It's hard to believe that just last October, Upstart Holdings' (UPST 0.79%) stock was sporting a valuation of more than 500 times trailing-12-month earnings. At recent prices, it had toppled to a price-to-earnings ratio of less than 20, which is almost laughable for a growth stock.

Is it undervalued now? Or are there enough challenges that this reflects the true value of the stock? Let's examine it from both angles.

Green flag: Many new clients

Upstart's business has been growing by leaps and bounds, with explosive revenue growth since it went public -- revenue more than tripled in 2021. Investors went crazy over this stock, but the enthusiasm faded after it posted a negatively received outlook for the 2021 fourth quarter followed by a general tech sell-off in the broader market.

Nevertheless, revenue growth is still strong, with a 154% year-over-year increase in the first quarter. Even better -- and the reason to be confident about the potential here -- is how many partners continue to join the company's lending platform.

Upstart uses artificial intelligence and machine learning to run thousands of data points and evaluate a potential borrower's credit risk. It claims to do this better than traditional FICO scores, which take a very broad view of a borrower's credit and deny loans to thousands of would-be borrowers whose actual risk of defaulting may be low. When partner banks or credit unions use Upstart's platform, they approve more loans without adding risk, putting more of their money to work -- a win-win for lenders and borrowers.

Although in the current atmosphere there may be less lending going on, which we'll discuss in a moment, Upstart continues to add banking partners, making it more competitive despite potentially slowing loan originations. Its services also become more important in a more stagnant environment, as higher approval rates could stem some of the slowdown.

As of the end of the first quarter, there were 57 banking and credit union partners, representing a more than 200% increase from just 18 last year. Upstart's added three new partners since then. Its auto loan platform also expanded, from 162 dealer rooftops in the first quarter last year to 525 this year. More banking partners and dealer rooftops can help the company grow its business despite the tight environment, and its services also become more attractive.

________________________

*Brief 1:* According to the Upstart article, how many banking and credit union partners did Upstart have at the end of the first quarter?
*Brief 2:* List every percentage that appears in the Upstart article.
*Brief 3:* Quote the Upstart article from "Green flag: Many" to "company's lending platform.".

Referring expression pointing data
________________________

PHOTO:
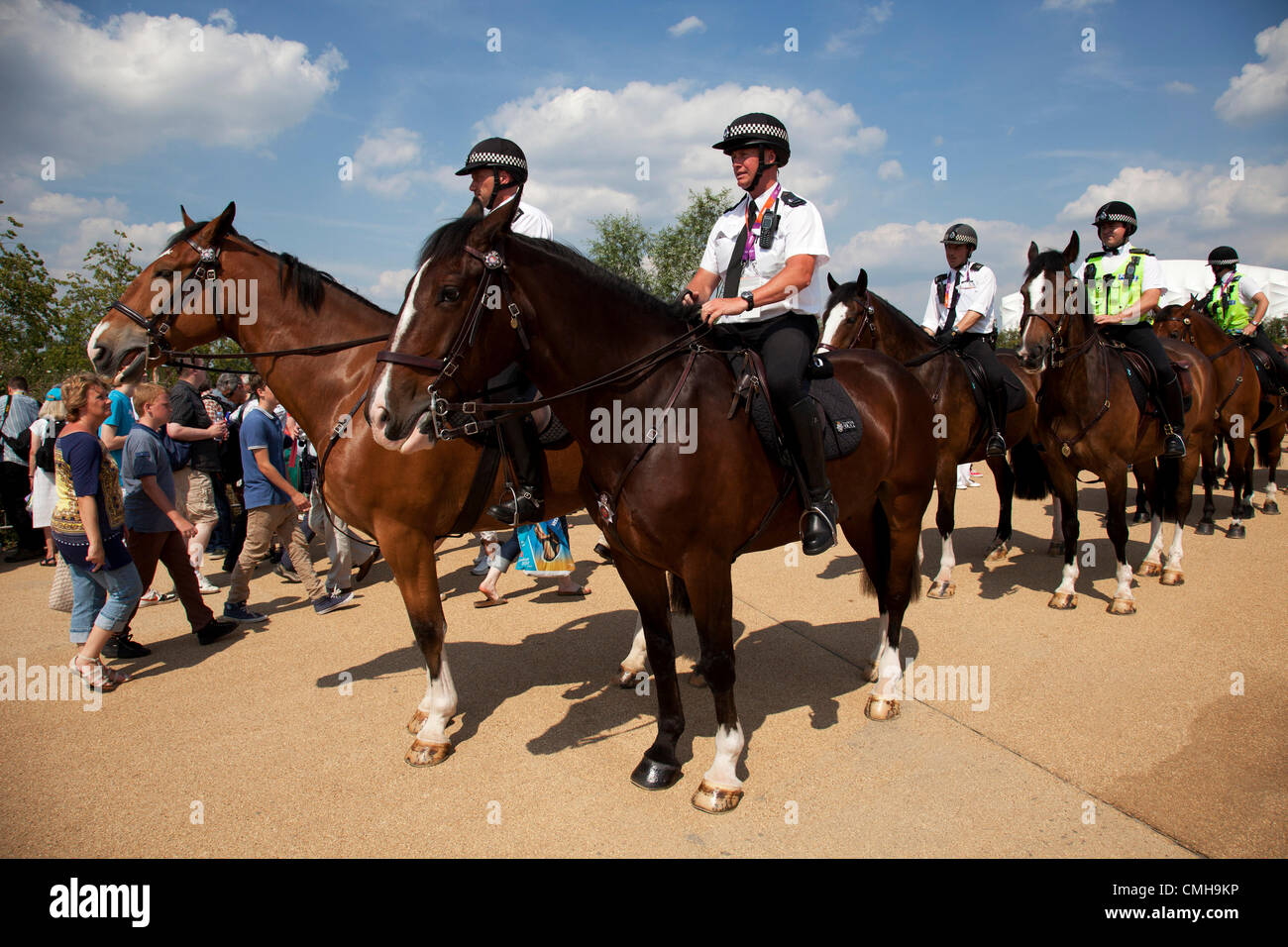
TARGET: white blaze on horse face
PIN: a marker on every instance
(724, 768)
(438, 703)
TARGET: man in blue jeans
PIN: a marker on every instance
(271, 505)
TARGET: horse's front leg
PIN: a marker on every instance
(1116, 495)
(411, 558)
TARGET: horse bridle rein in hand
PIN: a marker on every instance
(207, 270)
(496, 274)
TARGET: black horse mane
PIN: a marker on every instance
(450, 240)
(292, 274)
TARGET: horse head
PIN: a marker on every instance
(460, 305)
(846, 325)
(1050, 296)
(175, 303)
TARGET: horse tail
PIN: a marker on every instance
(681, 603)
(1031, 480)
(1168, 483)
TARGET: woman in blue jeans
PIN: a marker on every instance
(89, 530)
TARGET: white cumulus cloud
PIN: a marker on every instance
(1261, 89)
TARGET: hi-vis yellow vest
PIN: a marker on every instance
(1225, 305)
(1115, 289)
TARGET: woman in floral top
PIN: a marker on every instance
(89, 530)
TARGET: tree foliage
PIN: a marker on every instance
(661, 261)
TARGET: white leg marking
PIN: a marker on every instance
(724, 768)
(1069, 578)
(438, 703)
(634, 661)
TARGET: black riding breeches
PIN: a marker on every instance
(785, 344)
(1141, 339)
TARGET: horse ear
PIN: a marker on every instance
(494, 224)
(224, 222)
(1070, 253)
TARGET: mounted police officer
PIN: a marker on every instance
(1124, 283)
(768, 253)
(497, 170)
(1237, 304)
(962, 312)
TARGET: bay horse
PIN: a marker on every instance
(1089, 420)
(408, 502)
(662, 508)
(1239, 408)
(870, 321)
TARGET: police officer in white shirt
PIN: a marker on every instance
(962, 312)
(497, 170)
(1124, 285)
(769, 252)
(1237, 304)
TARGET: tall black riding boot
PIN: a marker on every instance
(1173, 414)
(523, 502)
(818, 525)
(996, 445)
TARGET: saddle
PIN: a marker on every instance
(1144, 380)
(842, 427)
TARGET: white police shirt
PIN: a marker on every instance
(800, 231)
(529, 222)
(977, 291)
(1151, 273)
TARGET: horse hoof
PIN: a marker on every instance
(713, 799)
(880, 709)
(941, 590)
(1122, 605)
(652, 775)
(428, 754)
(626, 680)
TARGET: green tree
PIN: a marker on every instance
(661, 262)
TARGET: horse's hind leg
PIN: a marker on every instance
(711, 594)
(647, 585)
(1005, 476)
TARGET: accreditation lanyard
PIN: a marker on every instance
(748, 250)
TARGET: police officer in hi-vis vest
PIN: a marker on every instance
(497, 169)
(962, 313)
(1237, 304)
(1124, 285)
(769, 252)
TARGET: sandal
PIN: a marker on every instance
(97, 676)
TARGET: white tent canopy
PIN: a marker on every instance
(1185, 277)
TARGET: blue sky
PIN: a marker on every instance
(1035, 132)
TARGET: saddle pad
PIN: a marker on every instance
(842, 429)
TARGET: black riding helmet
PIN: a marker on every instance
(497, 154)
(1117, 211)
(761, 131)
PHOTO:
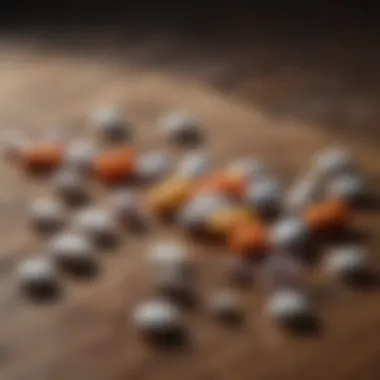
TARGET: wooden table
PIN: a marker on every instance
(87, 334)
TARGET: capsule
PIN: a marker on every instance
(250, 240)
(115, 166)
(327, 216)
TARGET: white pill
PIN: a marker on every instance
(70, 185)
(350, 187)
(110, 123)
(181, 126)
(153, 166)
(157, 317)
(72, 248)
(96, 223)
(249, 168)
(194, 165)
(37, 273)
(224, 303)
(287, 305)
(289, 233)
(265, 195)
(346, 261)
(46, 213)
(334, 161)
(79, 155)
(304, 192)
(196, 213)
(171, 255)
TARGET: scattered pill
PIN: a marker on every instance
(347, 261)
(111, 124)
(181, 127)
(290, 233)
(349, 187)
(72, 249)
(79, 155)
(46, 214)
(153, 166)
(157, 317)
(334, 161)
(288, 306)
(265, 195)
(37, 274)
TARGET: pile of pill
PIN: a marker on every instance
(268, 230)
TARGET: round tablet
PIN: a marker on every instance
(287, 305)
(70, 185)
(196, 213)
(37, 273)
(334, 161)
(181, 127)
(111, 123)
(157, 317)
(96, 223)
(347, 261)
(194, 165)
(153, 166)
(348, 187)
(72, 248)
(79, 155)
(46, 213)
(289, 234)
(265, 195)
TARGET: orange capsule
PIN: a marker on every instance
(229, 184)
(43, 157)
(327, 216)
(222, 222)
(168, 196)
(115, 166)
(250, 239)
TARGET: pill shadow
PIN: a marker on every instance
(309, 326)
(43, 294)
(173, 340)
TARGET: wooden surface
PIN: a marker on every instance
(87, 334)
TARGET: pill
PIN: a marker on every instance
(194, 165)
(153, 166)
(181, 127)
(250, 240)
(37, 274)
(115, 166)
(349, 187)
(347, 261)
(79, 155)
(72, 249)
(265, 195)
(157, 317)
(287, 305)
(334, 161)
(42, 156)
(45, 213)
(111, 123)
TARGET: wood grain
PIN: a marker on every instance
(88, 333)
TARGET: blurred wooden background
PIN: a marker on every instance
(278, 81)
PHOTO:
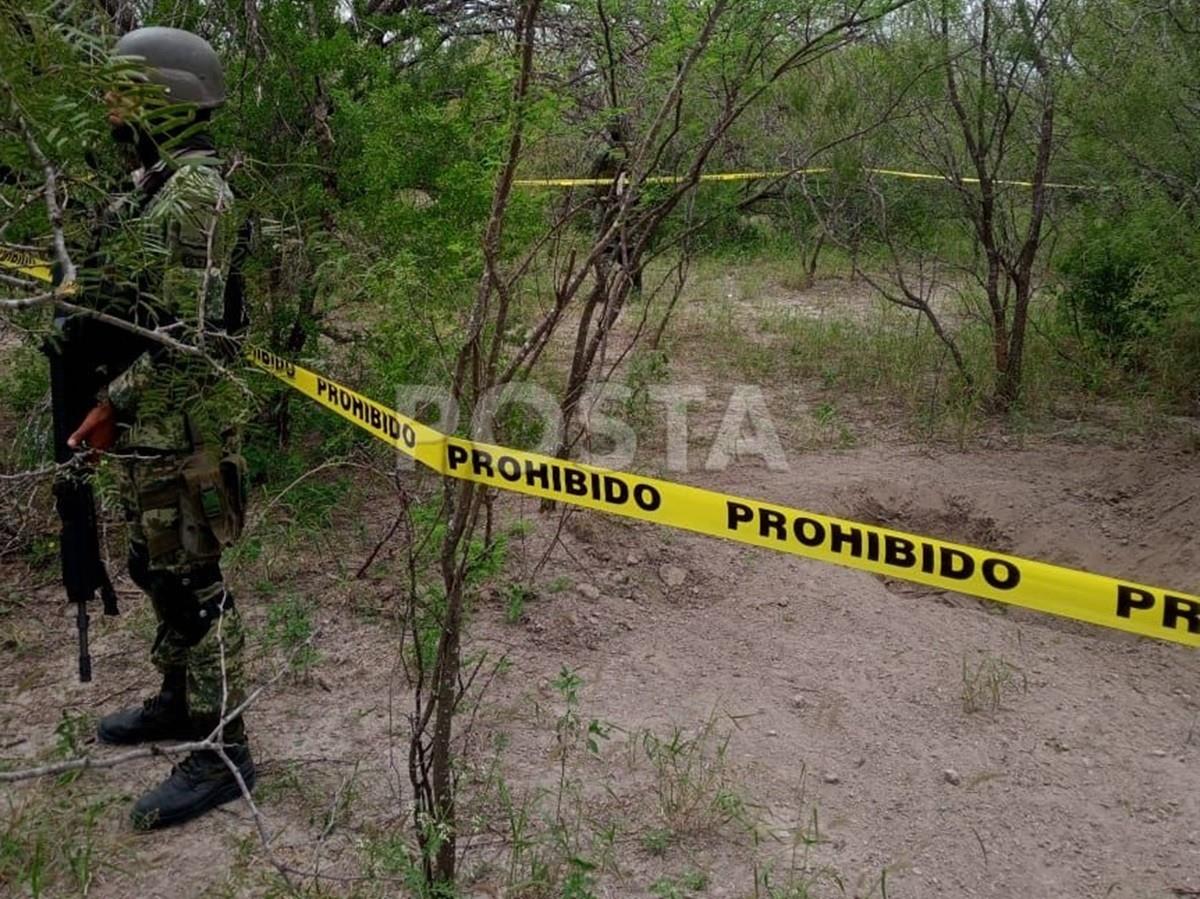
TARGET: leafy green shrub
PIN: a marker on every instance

________________________

*Task response 1:* 57

*Task response 2:* 0.79%, 154%, 200%

*Task response 3:*
Green flag: Many new clients

Upstart's business has been growing by leaps and bounds, with explosive revenue growth since it went public -- revenue more than tripled in 2021. Investors went crazy over this stock, but the enthusiasm faded after it posted a negatively received outlook for the 2021 fourth quarter followed by a general tech sell-off in the broader market.

Nevertheless, revenue growth is still strong, with a 154% year-over-year increase in the first quarter. Even better -- and the reason to be confident about the potential here -- is how many partners continue to join the company's lending platform.